* DATA ROWS
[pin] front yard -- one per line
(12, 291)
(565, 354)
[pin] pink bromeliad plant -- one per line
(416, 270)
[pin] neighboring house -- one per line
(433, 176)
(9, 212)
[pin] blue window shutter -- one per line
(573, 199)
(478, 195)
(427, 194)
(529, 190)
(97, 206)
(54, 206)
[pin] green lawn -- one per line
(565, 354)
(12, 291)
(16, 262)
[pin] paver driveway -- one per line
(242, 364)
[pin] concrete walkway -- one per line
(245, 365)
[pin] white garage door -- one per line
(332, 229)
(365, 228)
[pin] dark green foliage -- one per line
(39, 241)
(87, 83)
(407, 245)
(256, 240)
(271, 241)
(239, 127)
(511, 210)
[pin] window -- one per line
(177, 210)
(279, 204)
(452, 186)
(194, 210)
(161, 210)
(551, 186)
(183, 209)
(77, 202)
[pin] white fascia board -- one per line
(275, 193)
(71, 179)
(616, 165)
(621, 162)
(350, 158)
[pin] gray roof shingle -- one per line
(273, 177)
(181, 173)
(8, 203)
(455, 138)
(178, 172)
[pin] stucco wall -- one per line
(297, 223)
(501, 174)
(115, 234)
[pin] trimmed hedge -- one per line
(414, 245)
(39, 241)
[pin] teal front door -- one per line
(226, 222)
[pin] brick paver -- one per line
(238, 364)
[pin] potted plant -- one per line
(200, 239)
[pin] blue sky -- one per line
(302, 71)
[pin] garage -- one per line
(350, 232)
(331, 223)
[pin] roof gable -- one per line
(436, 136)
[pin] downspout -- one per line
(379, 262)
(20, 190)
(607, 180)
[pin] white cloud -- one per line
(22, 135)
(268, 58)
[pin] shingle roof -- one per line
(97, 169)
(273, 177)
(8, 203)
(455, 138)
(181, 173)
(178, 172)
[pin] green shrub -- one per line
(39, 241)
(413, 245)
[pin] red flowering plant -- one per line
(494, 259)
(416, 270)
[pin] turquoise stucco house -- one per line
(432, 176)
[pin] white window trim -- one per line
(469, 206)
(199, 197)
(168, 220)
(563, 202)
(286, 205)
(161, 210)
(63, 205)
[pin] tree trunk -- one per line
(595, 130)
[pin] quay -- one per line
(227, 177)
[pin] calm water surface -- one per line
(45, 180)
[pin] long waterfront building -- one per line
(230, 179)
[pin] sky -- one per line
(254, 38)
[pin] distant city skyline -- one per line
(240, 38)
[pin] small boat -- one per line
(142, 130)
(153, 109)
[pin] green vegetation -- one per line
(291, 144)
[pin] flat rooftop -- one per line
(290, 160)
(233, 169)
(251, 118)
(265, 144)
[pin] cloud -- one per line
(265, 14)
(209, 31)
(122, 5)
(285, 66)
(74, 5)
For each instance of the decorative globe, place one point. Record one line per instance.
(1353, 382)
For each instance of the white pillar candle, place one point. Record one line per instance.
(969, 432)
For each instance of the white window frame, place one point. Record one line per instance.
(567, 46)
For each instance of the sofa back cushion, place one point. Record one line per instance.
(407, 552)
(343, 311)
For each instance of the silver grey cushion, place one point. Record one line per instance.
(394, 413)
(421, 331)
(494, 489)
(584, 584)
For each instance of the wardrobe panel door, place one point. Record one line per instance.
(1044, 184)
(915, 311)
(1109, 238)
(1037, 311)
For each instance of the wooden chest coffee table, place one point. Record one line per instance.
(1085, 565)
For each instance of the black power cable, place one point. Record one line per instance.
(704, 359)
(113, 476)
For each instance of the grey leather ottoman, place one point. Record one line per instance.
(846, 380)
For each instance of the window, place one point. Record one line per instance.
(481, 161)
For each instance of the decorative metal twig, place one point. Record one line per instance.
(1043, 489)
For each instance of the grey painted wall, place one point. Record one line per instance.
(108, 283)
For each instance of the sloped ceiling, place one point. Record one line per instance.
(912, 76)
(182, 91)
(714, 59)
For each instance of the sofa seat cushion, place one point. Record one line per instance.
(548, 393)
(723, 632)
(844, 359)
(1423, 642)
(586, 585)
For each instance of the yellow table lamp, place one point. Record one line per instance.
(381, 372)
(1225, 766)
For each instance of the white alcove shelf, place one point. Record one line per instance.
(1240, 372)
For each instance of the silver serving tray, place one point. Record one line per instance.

* WHAT TO WORK ON
Print again each line of the listing above, exactly as it appears.

* ANSWER FOR THIS EXERCISE
[pin] front yard -- one per line
(12, 291)
(565, 354)
[pin] pink bromeliad plant -- one per line
(416, 270)
[pin] neighboring house -- one per line
(433, 176)
(9, 212)
[pin] blue window shutter -- one per line
(573, 199)
(478, 195)
(427, 194)
(529, 190)
(97, 206)
(54, 206)
[pin] green lawn -- one per line
(565, 354)
(12, 291)
(16, 262)
[pin] paver driveway -- one per line
(242, 364)
[pin] concrete walkway -- one per line
(245, 365)
[pin] white garage door -- one per line
(332, 229)
(365, 228)
[pin] dark green foliage -- one per line
(39, 241)
(87, 83)
(407, 245)
(256, 240)
(271, 241)
(239, 127)
(511, 210)
[pin] window -- one per line
(177, 210)
(279, 204)
(452, 186)
(194, 210)
(161, 210)
(551, 186)
(183, 209)
(77, 202)
[pin] white fascia board -- one per line
(275, 193)
(71, 179)
(616, 165)
(621, 162)
(350, 158)
[pin] gray roof shingle -- one per line
(273, 177)
(181, 173)
(8, 203)
(455, 138)
(178, 172)
[pin] stucco wall -- one per line
(297, 223)
(501, 174)
(115, 234)
[pin] trimmed hedge -- one per line
(414, 245)
(39, 241)
[pin] teal front door -- one per line
(226, 222)
[pin] brick paver -- one per line
(238, 364)
[pin] potted plant -- one per line
(200, 239)
[pin] blue sky -- one per line
(302, 71)
[pin] garage -- one per line
(350, 232)
(331, 223)
[pin] roof gable -- one per line
(436, 136)
[pin] downspout -- one per line
(379, 262)
(20, 190)
(607, 180)
[pin] white cloud -- one per line
(22, 135)
(268, 58)
[pin] shingle roof -- one per line
(97, 169)
(273, 177)
(8, 203)
(455, 138)
(181, 173)
(178, 172)
[pin] green shrub -- one per line
(39, 241)
(413, 245)
[pin] red flowering plant -- one per line
(494, 259)
(416, 270)
[pin] turquoise stucco house -- one per line
(432, 176)
[pin] white window trim -- one per line
(469, 206)
(199, 197)
(168, 220)
(563, 202)
(286, 205)
(161, 210)
(63, 205)
[pin] tree trunk -- one per line
(595, 130)
[pin] quay -- one per line
(227, 177)
[pin] calm water surface -- one per line
(45, 180)
[pin] long waterfront building -- one per line
(230, 179)
[pin] sky -- one per line
(254, 38)
[pin] distant city skyline -- one per line
(240, 38)
[pin] small boat -- one per line
(142, 130)
(153, 109)
[pin] green vegetation -- one per line
(291, 144)
[pin] flat rooftop -- one per line
(290, 160)
(233, 169)
(251, 118)
(265, 144)
[pin] cloud -- one per line
(265, 14)
(209, 31)
(122, 5)
(285, 66)
(74, 5)
For each instance of the decorative globe, place one point. Record one line per instance.
(1353, 382)
For each instance of the white pillar candle, place one point. Record one line per instance.
(969, 432)
For each instance of the white window frame, place one point. Record one line per instance.
(567, 46)
For each instance of the sofa back cushion, place one point. Record one line per instance.
(407, 552)
(343, 311)
For each instance of the silver grey cushion, place one point. Record one line per instance.
(394, 413)
(421, 331)
(494, 489)
(584, 584)
For each instance of the wardrobe panel door, place one point. Record one line per instance.
(1044, 184)
(915, 311)
(1109, 238)
(1037, 311)
For each instance of the wooden chest coffee table, place one point. Record one line per instance.
(1085, 565)
For each instance of the black power cable, place one point. Record one line per instance.
(704, 359)
(113, 476)
For each instance of the grey leather ottoman, place one point. Record one line per instance.
(846, 380)
For each instance of the window, place one point. Record one line per instance.
(481, 161)
For each instance of the decorative metal twig, place one point. Record one line per instance.
(1043, 489)
For each instance of the grey painted wall, place one point. Record one line per instance.
(108, 283)
For each instance of the sloped ceiling, place one point. Record one line per instance.
(912, 76)
(182, 91)
(714, 59)
For each instance of the sofa seat cushion, place one point. Record one line per instance.
(548, 393)
(723, 632)
(844, 359)
(1423, 642)
(586, 585)
For each instance of the yellow table lamp, place one point. Record one line per instance.
(381, 372)
(1225, 766)
For each instance of the white alcove shelf, place one point. Record one line per instance.
(1240, 372)
For each instance of the silver serving tray, place one point. Record one line per instance.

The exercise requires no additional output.